• [RECORDS SHOWN]
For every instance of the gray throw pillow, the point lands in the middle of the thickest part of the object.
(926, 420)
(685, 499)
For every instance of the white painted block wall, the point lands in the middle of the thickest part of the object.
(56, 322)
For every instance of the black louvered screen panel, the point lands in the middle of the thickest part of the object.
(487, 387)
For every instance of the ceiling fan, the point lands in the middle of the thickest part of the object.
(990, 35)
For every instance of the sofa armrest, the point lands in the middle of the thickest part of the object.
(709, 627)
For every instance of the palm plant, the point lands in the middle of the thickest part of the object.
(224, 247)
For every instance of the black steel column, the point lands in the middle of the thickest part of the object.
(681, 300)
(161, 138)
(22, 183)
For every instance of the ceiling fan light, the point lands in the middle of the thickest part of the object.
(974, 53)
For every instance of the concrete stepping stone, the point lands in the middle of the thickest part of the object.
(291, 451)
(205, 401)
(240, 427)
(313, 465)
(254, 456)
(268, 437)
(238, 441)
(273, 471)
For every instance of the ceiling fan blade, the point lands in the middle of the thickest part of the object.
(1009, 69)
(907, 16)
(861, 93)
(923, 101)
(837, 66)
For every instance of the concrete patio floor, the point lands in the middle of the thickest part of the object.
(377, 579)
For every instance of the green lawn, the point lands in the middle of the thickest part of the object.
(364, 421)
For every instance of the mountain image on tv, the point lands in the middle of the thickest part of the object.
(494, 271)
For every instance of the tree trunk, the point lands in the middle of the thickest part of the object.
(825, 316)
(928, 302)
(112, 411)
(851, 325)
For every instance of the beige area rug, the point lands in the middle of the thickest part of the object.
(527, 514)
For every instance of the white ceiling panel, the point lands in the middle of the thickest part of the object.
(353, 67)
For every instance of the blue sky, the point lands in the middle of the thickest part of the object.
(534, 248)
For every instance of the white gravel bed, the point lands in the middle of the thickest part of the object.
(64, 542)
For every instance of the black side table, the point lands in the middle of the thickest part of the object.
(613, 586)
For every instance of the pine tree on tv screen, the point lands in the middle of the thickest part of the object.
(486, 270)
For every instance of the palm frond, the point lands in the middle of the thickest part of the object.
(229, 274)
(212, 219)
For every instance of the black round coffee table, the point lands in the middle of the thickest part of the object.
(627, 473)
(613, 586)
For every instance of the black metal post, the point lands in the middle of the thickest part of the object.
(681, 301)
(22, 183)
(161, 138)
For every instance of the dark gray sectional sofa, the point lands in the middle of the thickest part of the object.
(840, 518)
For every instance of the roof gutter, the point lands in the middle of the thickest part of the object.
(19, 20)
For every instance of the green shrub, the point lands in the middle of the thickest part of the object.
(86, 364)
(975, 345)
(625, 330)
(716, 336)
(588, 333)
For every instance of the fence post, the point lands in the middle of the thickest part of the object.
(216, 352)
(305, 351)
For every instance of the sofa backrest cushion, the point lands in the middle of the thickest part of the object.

• [WHAT IS BEING ASKED] The full material has to be written out again exactly as shown.

• [OUTPUT OF THE EXERCISE]
For every instance of the gray throw pillow, the point lands in the middle of the thickest part of the object.
(926, 420)
(685, 499)
For every instance of the white painted block wall, the point lands in the middle of the thickest part of the object.
(56, 322)
For every instance of the black louvered screen panel, the point lands in the middle of the thickest part of the object.
(487, 387)
For every instance of the ceiling fan, the point lands in the middle of the thickest part of the object.
(990, 35)
For every instance of the sofa armrest, the point lands in the middle of the thickest part of the object.
(709, 627)
For every instance of the palm plant, the point lands in the middle of the thickest part of the object.
(224, 247)
For every instance of the black steel column, the point lands in the middle of the thickest part of the object.
(681, 300)
(161, 138)
(22, 183)
For every instance of the ceiling fan light, the point lands in the middle of the thickest part of the object.
(974, 53)
For every instance of the concrete stepping stone, the point lands in the middle of the thickest part of the object.
(291, 451)
(205, 401)
(240, 427)
(313, 465)
(254, 456)
(268, 437)
(238, 441)
(273, 471)
For every instance of the ceiling fan blade, the point lands in the middle of the thickest part of the object.
(1009, 69)
(907, 16)
(861, 93)
(923, 101)
(837, 66)
For every instance of the concrete patio floor, the point lands in the middle of the thickest part of the object.
(377, 579)
For every instance of the green lawn, the point lands in the middle of the thickest part of the object.
(364, 421)
For every instance of the mountain image on tv, the point lands in the middle of the thickest part of the object.
(494, 271)
For every instance of the tree trunk, the point lands in the middle of the thickest part of the object.
(825, 316)
(928, 302)
(112, 411)
(851, 325)
For every instance of the beige area rug, the point lands in the middle of the thickest part of the object.
(527, 514)
For every instance of the white ceiling panel, the point lands in the middle of the thickest part of the object.
(353, 67)
For every instance of the blue sky, the point lands in the middle of the thickest part of the object.
(534, 248)
For every instance of the white gravel bed, the point lands in the middle of the thickest part of the object.
(64, 542)
For every instance of the black side table, the point lands in the middle of the thickest part of the object.
(613, 586)
For every instance of the pine tree on tv screen, the point lands in the middle of the thickest part of the object.
(486, 270)
For every instance of the palm frond, the point lands in the middle of the thickest part of the object.
(229, 274)
(212, 219)
For every instance of the black round coffee table, the point lands in the middle of the thickest part of the object.
(627, 473)
(613, 586)
For every instance of the black metal post, the point lands in the middle of the thickest part of the object.
(681, 301)
(22, 183)
(161, 138)
For every instance of the dark gray sectional sofa, the point lands in the middle of the thickest part of the object.
(840, 518)
For every instance of the roof gutter, the point lands in the middle of the thickest part of the object.
(19, 20)
For every instance of the green shrub, the point lands in the middle of the thickest part of the object.
(86, 364)
(975, 345)
(625, 330)
(716, 336)
(588, 333)
For every instance of the fence post, the point lands in the middle of the thickest part of the object.
(216, 352)
(305, 351)
For every instance of the sofa backrest cushion, the point lands in the middle of the thickest part of the object.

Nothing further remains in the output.